§ 作业指引
1. 根据HDFS安全模式一文,用一到三句话说明:为什么达到最小副本数量要求是依据DataNode启动时的状态来判定的?
2. 按照HDFS安全模式一文,配置项dfs.namenode.safemode.extension的默认值是多少?
3. HDFS安全模式一文在“安全模式的相关配置”一节中介绍了哪些配置项?请全部列出。
:: 正文部分
2021-11-06 hadoop 安全模式

基于hadoop-3.3.0

1 什么是安全模式

安全模式是HDFS所处的一种特殊状态,在这种状态下,文件系统只接受读数据请求,而不接受删除、修改等变更请求。

在NameNode主节点启动时,HDFS首先进入安全模式,DataNode在启动的时候会向namenode汇报可用的block等状态,当整个系统达到安全标准时,HDFS自动离开安全模式。如果HDFS出于安全模式下,则文件block不能进行任何的副本复制操作,因此达到最小的副本数量要求是基于datanode启动时的状态来判定的,启动时不会再做任何复制(从而达到最小副本数量要求)

2 安全模式的相关配置

当系统满足一些条件时,集群可以离开安全模式。那么我们先看下安全模式的常见配置:

  • dfs.namenode.replication.min:最小的block副本数,默认值是1,即默认block副本数为1即满足要求;
  • dfs.namenode.safemode.threshold-pct:副本数达到最小要求的block占系统总block数的百分比,当实际比例超过该配置后,才能离开安全模式(但是还需要其他条件也满足)。默认为0.999f,也就是说符合最小副本数要求的block占比超过99.9%时,并且其他条件也满足才能离开安全模式。如果为小于等于0,则不会等待任何副本达到要求即可离开。如果大于1,则永远处于安全模式。
  • dfs.namenode.safemode.min.datanodes:离开安全模式的最小可用(alive)datanode数量要求,默认为0。也就是即使所有datanode都不可用,仍然可以离开安全模式。
  • dfs.namenode.safemode.extension:当集群可用block比例,可用datanode都达到要求之后,如果在extension配置的时间段之后依然能满足要求,此时集群才离开安全模式。单位为毫秒,默认为30000,即30s。

综上,离开安全模式需要满足一下条件:

  1. nn的资源情况,如editLog目录的资源情况等,NN的安全模式

后面是BlockManager的安全模式离开方式

  1. 满足最小副本要求的block需要达到一定比例;
  2. datanode存活的数量;
  3. 满足2、3条件后还要等待一定时间(extension)后看是否持续满足;

3 相关命令

hadoop dfsadmin -safemode <command>

command

功能

get

查看当前状态

enter

进入安全模式

leave

强制离开安全模式

wait

一直等待直到安全模式结束

4 源码

书接上文,namenode在启动时,会在initialize的时候启动公共服务,而在启动公共服务的过程中会对与安全模式相关的参数的初始化,并且有一部分情况会进入安全模式(BlockManageSafeMode)。安全模式的是否进入是在NameNode初始化时的enterState中有一部分(nn的资源情况)

protected void initialize(Configuration conf) throws IOException {
    ...
	// 启动一些公共服务
    startCommonServices(conf);
    startMetricsLogger(conf);
}
protected NameNode(Configuration conf, NamenodeRole role) throws IOException {
    ...
::::
:: 原始数据
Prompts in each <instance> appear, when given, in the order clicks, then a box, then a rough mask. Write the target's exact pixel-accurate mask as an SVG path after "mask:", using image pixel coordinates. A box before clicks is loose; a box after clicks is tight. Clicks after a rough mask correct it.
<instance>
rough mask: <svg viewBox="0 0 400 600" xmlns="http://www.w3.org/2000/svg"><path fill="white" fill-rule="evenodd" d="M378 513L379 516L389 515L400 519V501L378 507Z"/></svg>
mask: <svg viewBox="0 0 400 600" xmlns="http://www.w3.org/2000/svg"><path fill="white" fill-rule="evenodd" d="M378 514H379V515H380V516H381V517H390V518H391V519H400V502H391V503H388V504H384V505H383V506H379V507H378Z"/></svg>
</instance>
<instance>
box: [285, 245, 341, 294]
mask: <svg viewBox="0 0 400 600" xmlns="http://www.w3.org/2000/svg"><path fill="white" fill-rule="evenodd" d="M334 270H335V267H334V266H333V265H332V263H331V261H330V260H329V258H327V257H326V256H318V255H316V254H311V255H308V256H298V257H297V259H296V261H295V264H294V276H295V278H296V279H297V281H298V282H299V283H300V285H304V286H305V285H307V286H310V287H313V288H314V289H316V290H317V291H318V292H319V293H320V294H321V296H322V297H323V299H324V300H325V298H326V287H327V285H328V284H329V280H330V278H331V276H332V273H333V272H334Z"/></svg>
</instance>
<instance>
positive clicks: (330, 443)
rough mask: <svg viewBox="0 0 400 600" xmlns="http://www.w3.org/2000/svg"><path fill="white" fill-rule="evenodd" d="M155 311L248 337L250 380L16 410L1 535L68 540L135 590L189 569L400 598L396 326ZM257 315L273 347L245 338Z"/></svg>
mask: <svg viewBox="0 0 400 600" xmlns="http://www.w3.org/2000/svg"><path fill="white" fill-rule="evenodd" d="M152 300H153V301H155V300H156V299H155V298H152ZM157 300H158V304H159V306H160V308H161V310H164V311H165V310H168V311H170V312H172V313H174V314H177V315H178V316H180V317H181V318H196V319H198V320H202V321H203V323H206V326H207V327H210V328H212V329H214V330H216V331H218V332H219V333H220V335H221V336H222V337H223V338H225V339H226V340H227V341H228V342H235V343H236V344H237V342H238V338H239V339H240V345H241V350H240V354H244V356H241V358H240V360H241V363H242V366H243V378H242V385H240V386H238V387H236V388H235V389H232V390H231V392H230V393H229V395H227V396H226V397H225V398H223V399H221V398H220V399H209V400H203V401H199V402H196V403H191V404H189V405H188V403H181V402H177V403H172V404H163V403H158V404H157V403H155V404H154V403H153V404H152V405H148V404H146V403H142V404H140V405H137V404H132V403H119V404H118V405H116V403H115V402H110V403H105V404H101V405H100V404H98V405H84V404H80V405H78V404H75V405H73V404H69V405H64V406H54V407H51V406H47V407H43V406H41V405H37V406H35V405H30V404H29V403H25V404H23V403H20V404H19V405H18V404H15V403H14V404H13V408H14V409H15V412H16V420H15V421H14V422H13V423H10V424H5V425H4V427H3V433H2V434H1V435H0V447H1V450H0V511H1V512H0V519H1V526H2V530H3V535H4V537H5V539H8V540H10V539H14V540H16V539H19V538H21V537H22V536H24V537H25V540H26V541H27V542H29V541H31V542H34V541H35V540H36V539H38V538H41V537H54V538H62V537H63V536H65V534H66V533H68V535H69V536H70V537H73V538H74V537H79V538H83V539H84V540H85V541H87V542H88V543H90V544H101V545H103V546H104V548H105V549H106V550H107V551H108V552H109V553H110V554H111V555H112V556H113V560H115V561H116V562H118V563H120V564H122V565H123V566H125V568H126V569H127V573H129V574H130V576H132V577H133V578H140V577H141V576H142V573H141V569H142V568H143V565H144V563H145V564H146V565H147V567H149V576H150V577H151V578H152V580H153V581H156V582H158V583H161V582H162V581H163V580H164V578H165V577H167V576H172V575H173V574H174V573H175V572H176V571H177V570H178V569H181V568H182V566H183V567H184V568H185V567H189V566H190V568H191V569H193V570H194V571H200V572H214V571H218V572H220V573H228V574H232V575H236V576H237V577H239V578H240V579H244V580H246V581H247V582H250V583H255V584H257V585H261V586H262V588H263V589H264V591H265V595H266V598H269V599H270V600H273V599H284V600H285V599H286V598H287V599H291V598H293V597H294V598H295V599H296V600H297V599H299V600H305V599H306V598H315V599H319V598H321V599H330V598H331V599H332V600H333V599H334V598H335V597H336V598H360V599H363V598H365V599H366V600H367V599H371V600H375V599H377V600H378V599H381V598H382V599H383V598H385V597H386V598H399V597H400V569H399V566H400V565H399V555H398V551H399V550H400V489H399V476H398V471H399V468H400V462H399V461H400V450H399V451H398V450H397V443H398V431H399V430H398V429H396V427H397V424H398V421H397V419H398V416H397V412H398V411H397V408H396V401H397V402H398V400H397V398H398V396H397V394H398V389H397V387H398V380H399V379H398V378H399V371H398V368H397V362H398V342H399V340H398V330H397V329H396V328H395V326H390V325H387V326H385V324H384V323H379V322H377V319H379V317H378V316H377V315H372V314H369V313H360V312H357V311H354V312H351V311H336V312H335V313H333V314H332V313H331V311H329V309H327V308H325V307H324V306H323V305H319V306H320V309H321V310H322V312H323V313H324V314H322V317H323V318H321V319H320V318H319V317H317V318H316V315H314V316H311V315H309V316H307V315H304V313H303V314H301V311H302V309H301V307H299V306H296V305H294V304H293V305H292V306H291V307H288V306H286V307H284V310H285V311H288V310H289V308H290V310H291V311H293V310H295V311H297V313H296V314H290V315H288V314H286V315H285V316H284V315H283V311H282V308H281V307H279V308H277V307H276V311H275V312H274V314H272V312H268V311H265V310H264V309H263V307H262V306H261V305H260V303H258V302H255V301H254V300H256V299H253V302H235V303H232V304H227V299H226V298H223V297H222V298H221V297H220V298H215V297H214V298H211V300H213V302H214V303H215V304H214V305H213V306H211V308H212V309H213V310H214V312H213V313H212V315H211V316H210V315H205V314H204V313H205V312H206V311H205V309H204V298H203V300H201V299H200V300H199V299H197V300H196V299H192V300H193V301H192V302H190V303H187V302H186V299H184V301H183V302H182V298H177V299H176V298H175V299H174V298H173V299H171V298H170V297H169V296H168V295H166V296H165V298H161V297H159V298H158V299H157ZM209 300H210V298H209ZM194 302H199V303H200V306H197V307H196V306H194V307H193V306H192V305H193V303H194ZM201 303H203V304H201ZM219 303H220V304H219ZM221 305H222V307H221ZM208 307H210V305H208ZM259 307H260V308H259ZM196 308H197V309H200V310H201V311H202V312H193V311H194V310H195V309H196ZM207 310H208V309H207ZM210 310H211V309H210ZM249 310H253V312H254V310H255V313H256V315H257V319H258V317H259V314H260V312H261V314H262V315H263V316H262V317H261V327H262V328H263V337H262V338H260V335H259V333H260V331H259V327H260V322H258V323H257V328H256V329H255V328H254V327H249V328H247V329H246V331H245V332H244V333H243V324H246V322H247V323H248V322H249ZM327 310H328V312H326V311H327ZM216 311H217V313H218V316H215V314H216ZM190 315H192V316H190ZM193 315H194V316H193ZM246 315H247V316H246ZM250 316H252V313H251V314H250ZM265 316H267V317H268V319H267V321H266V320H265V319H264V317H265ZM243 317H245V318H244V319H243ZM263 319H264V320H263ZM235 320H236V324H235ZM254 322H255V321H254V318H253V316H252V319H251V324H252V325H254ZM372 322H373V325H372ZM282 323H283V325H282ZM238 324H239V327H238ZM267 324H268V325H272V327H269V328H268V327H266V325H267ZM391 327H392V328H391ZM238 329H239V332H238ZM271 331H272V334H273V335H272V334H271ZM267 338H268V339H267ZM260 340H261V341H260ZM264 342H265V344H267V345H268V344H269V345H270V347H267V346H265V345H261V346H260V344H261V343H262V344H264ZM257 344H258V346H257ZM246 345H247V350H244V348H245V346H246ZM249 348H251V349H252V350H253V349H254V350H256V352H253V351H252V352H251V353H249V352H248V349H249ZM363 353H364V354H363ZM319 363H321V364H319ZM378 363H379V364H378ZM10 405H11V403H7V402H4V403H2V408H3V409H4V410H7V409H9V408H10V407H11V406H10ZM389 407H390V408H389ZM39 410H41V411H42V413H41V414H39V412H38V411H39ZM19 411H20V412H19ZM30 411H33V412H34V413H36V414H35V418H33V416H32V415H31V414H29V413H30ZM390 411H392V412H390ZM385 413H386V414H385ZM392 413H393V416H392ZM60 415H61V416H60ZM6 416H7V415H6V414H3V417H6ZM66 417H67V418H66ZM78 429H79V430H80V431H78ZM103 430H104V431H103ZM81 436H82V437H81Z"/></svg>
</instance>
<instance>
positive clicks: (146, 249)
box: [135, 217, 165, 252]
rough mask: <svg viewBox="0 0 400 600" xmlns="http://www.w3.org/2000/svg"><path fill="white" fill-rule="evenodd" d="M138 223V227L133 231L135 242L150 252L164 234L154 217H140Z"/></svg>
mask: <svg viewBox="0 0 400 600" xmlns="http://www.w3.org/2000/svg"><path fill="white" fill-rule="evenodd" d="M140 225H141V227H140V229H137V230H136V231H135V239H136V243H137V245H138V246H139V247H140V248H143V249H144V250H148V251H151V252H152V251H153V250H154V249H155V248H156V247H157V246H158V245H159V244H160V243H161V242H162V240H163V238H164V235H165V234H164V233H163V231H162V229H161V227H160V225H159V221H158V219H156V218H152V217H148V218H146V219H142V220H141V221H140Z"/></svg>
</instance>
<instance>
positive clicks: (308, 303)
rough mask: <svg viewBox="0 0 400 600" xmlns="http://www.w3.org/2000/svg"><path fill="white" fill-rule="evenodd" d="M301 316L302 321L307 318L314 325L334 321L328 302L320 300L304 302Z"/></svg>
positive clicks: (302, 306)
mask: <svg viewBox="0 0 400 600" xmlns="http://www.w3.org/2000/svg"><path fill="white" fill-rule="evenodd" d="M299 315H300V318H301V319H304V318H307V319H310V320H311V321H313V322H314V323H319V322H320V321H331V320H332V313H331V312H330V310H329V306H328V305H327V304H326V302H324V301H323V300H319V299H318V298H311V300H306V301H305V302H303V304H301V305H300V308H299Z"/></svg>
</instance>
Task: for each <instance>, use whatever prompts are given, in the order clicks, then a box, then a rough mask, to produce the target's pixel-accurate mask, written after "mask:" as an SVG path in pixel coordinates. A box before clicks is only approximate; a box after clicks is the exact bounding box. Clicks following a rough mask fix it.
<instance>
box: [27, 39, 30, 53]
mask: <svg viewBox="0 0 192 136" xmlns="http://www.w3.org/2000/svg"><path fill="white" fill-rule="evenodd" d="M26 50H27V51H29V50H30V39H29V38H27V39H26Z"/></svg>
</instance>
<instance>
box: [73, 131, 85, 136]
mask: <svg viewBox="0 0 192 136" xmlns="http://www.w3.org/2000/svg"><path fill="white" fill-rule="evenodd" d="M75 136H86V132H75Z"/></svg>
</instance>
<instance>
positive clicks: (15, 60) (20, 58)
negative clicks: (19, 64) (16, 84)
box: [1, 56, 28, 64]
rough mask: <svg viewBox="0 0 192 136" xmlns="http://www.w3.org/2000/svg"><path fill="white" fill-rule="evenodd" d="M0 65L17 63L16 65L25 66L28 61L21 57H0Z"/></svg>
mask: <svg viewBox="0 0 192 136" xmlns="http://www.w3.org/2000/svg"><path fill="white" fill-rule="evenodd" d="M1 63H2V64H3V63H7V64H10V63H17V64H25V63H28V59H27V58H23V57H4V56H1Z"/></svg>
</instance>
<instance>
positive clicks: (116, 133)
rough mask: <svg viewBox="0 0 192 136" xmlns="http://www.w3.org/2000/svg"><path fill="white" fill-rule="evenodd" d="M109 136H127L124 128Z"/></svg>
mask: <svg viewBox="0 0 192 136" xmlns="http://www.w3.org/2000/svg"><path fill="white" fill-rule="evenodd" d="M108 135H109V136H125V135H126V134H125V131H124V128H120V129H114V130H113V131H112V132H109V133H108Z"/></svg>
::::
§ 各题答案
1. 因为HDFS处于安全模式时,文件block不能进行任何副本复制操作,启动时也不会再通过复制来补足副本。所以是否达到最小副本数量要求,只能依据DataNode启动时汇报的状态来判定。

2. 默认值为30000毫秒,即30秒。

3.
1. dfs.namenode.replication.min
2. dfs.namenode.safemode.threshold-pct
3. dfs.namenode.safemode.min.datanodes
4. dfs.namenode.safemode.extension